ASSIGNMENT: Type the entries out once more. Match them exactly.
───── EXTRACTED ENTRIES ─────
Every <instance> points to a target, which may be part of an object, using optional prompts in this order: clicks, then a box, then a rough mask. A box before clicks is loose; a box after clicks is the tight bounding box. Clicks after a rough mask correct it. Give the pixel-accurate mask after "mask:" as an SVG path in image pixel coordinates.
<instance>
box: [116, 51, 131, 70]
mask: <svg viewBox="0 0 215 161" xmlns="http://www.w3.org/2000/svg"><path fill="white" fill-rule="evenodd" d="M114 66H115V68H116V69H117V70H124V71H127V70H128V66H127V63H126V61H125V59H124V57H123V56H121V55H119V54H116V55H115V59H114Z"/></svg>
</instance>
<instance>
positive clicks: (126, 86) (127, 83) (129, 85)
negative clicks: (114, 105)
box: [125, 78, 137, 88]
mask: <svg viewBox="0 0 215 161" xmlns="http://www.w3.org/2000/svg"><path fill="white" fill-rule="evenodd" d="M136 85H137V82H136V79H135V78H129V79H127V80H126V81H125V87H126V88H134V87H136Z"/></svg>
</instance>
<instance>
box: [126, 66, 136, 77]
─────
RESPONSE TO THIS EXERCISE:
Every <instance> points to a target, which may be part of an object, using optional prompts in this order: clicks, then a box, then a rough mask. A box before clicks is loose; a box after clicks is the tight bounding box. Clicks after a rough mask correct it. Give the pixel-accurate mask after "mask:" as an SVG path in image pixel coordinates.
<instance>
box: [116, 51, 131, 70]
mask: <svg viewBox="0 0 215 161" xmlns="http://www.w3.org/2000/svg"><path fill="white" fill-rule="evenodd" d="M114 66H115V68H116V69H117V70H124V71H127V70H128V66H127V63H126V61H125V59H124V57H123V56H121V55H119V54H116V55H115V59H114Z"/></svg>
</instance>
<instance>
positive clicks: (126, 86) (127, 83) (129, 85)
negative clicks: (114, 105)
box: [125, 78, 137, 88]
mask: <svg viewBox="0 0 215 161" xmlns="http://www.w3.org/2000/svg"><path fill="white" fill-rule="evenodd" d="M136 85H137V82H136V79H135V78H129V79H127V80H126V81H125V87H126V88H134V87H136Z"/></svg>
</instance>
<instance>
box: [126, 66, 136, 77]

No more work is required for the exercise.